*WHAT YOU WILL DO*. Change "Report" to "Output" in the lines starting with the line with "Target: **window**" and going on through the line with "[[[86,43],[85,15],[81,13],[71,13],[71,41],[72,43]]]", leaving everything else the same. Give back only those lines.

** BEGIN EXERCISE DATA **

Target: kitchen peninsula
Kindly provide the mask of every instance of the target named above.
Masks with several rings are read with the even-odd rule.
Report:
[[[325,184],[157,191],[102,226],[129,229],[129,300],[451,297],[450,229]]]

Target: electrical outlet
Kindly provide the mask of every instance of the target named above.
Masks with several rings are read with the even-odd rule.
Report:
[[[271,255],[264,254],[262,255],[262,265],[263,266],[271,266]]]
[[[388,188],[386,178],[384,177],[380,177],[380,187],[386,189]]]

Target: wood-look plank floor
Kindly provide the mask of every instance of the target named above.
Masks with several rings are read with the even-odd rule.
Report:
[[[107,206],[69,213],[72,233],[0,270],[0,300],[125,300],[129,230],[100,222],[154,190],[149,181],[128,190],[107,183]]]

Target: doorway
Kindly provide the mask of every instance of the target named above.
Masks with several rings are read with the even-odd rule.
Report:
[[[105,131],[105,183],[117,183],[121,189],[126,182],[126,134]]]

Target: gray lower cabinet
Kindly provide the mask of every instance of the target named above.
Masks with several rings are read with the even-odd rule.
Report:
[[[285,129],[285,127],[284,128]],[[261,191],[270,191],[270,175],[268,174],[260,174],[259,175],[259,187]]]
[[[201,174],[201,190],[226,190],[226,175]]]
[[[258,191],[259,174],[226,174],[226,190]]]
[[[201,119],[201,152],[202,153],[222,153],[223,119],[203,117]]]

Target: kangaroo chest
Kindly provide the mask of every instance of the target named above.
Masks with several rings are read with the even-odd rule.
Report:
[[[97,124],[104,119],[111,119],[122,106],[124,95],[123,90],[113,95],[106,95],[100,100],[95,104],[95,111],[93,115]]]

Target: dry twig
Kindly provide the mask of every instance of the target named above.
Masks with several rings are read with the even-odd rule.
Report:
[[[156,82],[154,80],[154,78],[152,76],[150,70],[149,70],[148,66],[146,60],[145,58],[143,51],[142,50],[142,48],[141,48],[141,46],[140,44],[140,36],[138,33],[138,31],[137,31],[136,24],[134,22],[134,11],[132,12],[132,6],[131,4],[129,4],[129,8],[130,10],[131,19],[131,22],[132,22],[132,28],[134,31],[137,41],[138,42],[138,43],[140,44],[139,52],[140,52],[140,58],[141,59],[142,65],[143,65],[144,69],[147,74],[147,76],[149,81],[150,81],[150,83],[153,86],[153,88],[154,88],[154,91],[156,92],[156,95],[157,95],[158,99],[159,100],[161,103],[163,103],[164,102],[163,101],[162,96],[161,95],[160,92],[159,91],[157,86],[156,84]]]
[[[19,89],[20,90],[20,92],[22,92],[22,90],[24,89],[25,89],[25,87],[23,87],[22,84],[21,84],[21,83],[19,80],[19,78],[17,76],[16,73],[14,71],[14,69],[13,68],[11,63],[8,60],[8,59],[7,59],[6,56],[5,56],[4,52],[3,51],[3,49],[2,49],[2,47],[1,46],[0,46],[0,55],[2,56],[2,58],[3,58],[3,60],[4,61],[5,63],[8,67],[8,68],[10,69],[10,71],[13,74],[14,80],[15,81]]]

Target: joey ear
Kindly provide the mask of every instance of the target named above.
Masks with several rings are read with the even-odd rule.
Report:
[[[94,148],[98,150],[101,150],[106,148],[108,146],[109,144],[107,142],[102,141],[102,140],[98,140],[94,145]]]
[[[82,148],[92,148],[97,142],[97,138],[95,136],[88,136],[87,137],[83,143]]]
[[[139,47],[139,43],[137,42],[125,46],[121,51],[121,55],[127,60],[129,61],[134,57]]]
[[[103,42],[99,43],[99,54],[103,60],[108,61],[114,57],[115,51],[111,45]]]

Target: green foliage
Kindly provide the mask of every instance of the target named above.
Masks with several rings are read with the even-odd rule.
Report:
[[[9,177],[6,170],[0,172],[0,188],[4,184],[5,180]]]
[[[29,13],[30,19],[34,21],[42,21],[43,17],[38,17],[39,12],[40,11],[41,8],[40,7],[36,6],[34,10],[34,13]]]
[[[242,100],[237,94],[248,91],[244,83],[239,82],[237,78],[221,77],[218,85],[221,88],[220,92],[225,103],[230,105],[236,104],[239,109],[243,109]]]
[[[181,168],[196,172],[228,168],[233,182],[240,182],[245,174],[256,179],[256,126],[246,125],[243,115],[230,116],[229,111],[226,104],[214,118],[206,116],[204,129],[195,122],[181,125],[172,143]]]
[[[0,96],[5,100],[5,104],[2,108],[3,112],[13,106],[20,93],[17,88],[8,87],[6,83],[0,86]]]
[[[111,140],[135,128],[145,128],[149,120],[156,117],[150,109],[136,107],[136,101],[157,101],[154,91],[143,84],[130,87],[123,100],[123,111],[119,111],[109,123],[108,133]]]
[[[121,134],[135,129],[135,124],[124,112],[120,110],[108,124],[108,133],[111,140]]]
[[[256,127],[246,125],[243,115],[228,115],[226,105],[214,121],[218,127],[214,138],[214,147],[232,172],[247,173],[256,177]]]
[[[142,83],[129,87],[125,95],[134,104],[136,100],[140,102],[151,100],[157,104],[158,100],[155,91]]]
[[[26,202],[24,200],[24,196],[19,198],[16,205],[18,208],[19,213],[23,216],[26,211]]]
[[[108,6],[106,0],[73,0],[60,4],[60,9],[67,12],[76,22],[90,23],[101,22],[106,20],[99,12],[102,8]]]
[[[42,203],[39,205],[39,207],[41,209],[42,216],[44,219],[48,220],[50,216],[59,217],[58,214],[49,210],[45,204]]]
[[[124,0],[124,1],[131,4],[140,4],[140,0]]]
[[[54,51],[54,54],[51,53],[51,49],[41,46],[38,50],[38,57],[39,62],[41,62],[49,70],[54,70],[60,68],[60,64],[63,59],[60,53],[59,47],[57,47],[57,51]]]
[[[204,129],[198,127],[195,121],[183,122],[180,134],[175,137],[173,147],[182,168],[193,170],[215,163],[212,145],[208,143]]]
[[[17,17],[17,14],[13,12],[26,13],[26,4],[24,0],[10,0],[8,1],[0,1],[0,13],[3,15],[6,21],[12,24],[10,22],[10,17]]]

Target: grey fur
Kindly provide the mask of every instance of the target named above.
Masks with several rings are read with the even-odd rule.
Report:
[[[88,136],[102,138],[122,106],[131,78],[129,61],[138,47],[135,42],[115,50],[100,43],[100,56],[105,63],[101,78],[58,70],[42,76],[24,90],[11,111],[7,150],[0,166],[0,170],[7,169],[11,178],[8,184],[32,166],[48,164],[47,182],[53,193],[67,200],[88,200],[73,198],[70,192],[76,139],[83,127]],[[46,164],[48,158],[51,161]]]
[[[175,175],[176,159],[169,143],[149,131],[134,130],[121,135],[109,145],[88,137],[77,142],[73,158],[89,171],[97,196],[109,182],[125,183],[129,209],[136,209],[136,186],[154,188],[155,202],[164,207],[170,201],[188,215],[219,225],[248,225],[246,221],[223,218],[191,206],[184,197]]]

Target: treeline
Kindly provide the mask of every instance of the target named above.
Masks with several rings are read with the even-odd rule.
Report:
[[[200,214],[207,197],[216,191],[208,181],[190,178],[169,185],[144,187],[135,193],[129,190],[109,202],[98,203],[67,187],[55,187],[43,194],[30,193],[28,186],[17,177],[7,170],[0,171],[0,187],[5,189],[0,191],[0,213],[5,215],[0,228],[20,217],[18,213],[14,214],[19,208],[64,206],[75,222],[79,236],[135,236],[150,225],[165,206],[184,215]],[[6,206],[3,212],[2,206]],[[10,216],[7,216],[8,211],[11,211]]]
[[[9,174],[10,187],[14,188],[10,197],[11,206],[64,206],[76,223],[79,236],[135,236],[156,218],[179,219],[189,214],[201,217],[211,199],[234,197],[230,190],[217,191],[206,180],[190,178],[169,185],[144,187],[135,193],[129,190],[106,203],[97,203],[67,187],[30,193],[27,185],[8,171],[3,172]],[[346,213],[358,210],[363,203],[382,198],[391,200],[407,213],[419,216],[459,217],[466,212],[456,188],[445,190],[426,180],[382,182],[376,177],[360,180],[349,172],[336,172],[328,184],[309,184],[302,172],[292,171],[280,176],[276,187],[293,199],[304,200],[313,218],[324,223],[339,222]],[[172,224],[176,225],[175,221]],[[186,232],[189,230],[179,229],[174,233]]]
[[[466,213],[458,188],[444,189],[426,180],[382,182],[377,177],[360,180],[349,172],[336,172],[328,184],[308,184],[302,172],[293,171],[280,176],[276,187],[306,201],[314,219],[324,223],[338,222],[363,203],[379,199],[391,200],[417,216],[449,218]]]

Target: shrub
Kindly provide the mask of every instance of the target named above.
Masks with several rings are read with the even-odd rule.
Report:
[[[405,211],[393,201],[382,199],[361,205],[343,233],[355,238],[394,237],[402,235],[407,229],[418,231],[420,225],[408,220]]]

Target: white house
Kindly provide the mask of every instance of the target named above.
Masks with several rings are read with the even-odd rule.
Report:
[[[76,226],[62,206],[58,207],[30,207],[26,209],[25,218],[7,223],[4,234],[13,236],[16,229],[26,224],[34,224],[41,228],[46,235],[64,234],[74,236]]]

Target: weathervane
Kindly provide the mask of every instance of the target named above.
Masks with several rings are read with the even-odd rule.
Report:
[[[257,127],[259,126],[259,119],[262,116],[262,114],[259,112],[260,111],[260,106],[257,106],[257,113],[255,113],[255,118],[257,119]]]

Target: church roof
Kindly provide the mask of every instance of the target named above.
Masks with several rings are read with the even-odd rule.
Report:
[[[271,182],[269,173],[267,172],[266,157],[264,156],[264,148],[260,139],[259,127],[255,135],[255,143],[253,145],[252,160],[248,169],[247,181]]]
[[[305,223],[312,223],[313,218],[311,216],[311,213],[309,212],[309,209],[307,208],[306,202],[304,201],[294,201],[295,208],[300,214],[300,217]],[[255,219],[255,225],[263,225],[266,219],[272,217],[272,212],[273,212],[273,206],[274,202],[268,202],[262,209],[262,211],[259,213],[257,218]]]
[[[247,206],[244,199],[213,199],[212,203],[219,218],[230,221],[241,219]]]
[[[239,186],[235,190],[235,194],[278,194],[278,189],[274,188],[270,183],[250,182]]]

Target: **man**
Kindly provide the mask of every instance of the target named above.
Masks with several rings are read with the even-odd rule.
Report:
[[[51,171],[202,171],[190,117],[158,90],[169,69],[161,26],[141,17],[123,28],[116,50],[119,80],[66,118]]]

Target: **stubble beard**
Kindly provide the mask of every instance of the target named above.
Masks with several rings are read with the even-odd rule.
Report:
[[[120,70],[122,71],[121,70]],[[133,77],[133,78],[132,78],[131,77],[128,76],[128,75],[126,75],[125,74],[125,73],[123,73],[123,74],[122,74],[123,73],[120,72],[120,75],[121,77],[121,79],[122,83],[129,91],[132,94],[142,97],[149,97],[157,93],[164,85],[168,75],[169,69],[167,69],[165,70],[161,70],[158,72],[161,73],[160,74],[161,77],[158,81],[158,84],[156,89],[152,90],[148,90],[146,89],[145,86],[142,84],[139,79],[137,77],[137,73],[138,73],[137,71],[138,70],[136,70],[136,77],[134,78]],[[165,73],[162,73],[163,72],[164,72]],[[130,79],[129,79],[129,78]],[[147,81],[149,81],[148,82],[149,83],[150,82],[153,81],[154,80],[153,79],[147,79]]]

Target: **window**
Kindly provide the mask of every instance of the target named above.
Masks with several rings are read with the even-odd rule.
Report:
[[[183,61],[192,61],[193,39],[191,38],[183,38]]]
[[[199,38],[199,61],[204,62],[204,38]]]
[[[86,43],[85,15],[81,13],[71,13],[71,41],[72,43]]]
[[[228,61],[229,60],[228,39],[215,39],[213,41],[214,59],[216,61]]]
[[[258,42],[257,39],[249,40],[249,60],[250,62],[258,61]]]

** END EXERCISE DATA **

*THE COMPLETED TASK*.
Target: **window**
Kindly provide the mask of every instance of the target named above.
Masks with several rings are read with the even-odd rule.
Output:
[[[183,61],[192,61],[193,39],[191,38],[183,38]]]
[[[199,38],[199,61],[204,62],[204,38]]]
[[[86,43],[85,15],[81,13],[71,13],[71,41],[72,43]]]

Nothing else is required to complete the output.